> [DATA]:
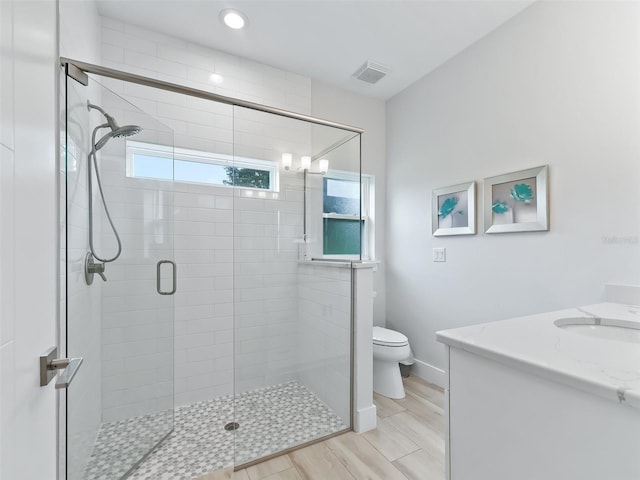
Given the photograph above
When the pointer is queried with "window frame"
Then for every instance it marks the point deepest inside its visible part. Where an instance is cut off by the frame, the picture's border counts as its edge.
(367, 198)
(198, 156)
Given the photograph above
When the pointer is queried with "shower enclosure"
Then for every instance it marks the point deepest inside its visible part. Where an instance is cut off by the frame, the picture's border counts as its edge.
(222, 334)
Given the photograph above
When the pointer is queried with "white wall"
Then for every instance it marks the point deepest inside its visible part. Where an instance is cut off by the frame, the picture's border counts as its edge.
(28, 233)
(558, 85)
(367, 113)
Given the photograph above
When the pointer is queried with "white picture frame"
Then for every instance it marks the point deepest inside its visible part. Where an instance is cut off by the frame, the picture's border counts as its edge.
(517, 202)
(454, 210)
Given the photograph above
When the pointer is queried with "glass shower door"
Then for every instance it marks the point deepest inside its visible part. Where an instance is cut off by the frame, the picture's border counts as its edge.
(292, 314)
(120, 319)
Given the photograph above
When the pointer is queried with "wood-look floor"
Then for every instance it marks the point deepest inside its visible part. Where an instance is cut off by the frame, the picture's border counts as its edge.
(408, 444)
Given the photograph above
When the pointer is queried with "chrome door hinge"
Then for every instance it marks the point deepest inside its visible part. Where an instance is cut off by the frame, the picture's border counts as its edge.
(49, 366)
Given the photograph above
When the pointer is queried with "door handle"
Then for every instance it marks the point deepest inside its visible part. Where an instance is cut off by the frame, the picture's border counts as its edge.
(49, 366)
(158, 287)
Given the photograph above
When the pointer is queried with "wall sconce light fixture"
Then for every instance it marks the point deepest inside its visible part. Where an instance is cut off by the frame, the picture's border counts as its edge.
(305, 164)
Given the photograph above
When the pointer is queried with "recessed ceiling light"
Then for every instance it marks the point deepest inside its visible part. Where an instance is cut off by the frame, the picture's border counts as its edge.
(216, 78)
(233, 18)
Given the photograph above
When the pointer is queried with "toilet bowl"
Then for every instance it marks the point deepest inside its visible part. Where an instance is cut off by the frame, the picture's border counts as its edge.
(389, 348)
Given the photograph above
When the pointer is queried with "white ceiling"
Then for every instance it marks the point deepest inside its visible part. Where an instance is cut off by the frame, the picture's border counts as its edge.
(329, 39)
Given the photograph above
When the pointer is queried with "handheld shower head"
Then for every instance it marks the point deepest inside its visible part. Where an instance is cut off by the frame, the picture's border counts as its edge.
(119, 132)
(116, 130)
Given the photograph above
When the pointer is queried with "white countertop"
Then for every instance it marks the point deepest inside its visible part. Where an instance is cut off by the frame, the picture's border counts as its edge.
(608, 368)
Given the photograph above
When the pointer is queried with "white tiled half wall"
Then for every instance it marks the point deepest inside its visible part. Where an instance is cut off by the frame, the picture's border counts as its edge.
(324, 310)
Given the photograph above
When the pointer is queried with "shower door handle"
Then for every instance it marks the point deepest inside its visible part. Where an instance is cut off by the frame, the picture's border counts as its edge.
(175, 283)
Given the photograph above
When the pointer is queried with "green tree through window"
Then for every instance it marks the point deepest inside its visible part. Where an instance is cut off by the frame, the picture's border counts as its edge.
(247, 177)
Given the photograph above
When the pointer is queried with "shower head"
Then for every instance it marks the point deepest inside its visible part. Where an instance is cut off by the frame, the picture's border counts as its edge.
(116, 130)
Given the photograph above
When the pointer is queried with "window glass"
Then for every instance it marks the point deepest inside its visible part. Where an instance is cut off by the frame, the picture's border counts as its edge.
(341, 196)
(145, 160)
(145, 166)
(341, 237)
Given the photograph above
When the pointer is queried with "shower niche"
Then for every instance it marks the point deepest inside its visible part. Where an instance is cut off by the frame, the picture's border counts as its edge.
(218, 337)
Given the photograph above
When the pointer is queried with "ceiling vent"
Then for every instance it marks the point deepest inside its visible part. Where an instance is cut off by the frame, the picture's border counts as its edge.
(371, 72)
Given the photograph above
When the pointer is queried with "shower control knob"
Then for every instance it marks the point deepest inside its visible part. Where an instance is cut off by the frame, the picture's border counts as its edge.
(91, 268)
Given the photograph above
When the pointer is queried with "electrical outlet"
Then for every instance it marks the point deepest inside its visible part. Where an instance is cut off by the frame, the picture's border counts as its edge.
(440, 254)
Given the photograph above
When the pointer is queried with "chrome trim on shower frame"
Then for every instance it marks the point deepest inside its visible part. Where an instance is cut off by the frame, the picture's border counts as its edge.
(73, 65)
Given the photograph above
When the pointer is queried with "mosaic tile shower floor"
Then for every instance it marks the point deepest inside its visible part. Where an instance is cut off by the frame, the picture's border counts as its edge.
(271, 419)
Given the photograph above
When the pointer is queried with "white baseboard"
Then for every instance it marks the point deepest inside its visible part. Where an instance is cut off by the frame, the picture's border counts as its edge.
(429, 373)
(365, 419)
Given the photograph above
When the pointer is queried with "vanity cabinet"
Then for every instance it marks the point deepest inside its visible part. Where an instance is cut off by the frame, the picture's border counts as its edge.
(506, 421)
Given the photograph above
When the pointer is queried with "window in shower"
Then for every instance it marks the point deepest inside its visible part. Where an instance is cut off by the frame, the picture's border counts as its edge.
(159, 162)
(345, 233)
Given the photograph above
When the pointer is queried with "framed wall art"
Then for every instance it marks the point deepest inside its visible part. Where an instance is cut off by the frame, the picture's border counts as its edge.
(454, 210)
(517, 202)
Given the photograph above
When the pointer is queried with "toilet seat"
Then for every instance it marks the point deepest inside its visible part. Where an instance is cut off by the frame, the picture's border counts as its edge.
(388, 338)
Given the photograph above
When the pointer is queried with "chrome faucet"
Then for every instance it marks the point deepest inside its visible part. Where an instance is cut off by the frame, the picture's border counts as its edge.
(91, 268)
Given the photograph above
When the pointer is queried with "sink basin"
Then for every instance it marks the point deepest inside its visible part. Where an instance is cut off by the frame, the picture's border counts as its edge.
(604, 328)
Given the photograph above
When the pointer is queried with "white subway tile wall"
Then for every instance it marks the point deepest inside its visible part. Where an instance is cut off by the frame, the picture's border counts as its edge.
(224, 239)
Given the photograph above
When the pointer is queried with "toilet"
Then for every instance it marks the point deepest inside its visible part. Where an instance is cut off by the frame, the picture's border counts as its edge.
(389, 348)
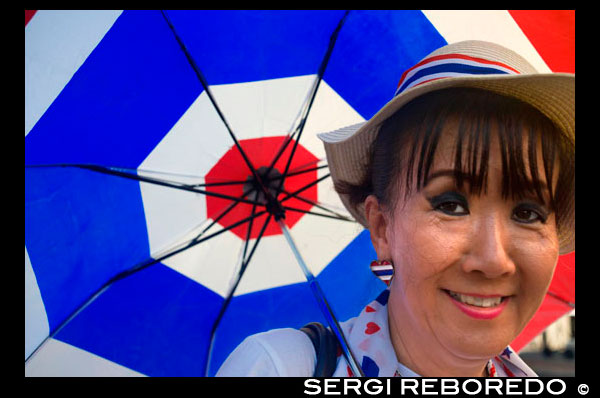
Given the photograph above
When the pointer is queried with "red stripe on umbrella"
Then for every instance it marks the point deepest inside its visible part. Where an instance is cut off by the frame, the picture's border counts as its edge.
(552, 33)
(231, 167)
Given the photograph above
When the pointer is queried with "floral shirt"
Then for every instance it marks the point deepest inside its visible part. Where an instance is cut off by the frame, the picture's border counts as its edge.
(369, 339)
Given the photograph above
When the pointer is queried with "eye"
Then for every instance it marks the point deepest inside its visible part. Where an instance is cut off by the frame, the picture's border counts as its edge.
(529, 214)
(451, 203)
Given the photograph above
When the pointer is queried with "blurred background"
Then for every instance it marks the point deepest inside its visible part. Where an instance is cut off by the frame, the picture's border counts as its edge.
(552, 353)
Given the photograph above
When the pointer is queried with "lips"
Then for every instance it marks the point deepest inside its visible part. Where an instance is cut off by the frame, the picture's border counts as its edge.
(479, 306)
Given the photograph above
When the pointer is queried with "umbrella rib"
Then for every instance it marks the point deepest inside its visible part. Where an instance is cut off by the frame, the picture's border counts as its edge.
(317, 214)
(295, 173)
(313, 203)
(206, 88)
(133, 270)
(556, 296)
(296, 192)
(169, 184)
(230, 295)
(321, 72)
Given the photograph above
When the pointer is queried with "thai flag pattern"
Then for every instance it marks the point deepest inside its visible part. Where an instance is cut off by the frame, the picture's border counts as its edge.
(449, 65)
(113, 88)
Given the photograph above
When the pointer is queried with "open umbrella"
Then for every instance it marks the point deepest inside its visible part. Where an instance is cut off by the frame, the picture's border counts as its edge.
(177, 199)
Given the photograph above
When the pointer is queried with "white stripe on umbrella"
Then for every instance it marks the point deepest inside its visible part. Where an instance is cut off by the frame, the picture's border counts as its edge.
(496, 26)
(57, 43)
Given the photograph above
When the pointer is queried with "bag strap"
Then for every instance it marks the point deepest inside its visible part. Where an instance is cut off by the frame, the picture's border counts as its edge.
(326, 348)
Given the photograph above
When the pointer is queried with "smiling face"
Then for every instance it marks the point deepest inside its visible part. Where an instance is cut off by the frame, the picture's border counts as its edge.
(471, 268)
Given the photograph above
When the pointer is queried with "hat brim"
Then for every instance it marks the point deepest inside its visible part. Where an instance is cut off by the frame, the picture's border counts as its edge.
(553, 94)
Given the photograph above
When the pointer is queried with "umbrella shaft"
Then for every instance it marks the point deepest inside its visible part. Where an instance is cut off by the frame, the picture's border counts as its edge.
(325, 308)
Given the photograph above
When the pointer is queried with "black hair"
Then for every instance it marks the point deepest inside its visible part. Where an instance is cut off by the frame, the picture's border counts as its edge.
(409, 139)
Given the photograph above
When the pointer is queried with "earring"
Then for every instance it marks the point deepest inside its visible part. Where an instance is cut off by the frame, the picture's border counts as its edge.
(384, 270)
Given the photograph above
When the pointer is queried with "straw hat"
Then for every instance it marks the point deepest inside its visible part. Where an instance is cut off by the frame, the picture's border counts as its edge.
(475, 64)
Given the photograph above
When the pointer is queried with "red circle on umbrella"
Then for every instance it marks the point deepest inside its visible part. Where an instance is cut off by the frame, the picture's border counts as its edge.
(233, 169)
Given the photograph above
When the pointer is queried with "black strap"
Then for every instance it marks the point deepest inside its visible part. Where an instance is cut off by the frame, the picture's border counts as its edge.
(326, 348)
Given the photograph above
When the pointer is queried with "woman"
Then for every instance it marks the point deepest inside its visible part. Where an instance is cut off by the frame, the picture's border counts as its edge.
(466, 183)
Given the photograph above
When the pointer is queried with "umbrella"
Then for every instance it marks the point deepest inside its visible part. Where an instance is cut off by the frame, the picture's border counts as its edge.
(162, 149)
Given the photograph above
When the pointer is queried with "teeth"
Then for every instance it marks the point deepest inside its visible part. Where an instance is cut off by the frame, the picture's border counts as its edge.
(476, 301)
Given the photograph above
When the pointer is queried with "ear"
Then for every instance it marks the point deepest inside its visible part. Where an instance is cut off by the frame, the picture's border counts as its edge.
(378, 225)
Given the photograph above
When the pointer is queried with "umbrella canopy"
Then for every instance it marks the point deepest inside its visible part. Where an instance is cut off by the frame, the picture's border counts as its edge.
(157, 144)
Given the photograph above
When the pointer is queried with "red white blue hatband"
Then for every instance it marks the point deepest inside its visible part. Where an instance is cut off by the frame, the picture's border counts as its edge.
(450, 65)
(472, 63)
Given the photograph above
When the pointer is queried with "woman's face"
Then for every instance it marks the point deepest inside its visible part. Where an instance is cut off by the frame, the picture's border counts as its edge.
(470, 270)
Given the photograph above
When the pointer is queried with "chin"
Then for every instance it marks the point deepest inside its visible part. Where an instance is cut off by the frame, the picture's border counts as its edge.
(478, 346)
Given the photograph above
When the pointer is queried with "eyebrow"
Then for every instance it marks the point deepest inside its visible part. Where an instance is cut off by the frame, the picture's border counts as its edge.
(452, 173)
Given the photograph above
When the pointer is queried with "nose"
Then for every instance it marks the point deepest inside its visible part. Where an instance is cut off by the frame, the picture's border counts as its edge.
(490, 248)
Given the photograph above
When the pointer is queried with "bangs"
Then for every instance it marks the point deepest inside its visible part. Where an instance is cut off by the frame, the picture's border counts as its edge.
(522, 132)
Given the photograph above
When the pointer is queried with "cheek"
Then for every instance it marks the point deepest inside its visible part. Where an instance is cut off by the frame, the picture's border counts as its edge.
(429, 245)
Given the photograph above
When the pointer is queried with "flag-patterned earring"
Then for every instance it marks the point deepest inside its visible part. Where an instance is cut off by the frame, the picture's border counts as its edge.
(383, 269)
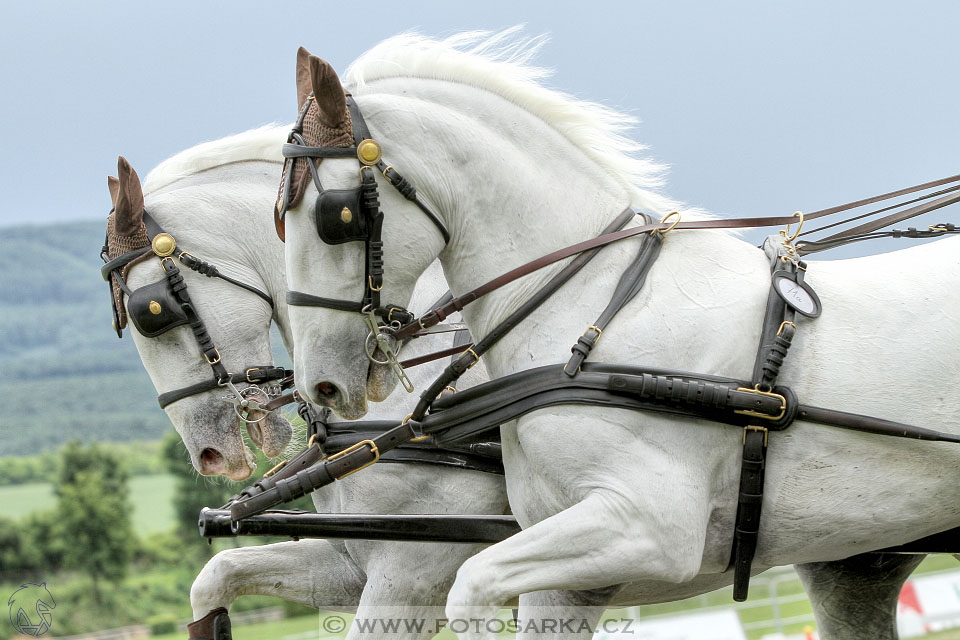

> [REQUIRED WORK]:
Copy, from the lines above, each one that holds "shower".

> [WORKED SOLUTION]:
When the pointer is queried with "shower enclosure"
When the pointer is queried with "glass shower door"
When the pointer is queried with "handheld shower head"
When the pointer is queried with "shower door handle"
When the pointer is queried with "shower head"
When the pointer is queried with "shower niche"
When the pointer is queried with "shower control knob"
When the pointer is queried with "chrome trim on shower frame"
When the pointer is queried with "mosaic tile shower floor"
When the pointer is queried with "window in shower"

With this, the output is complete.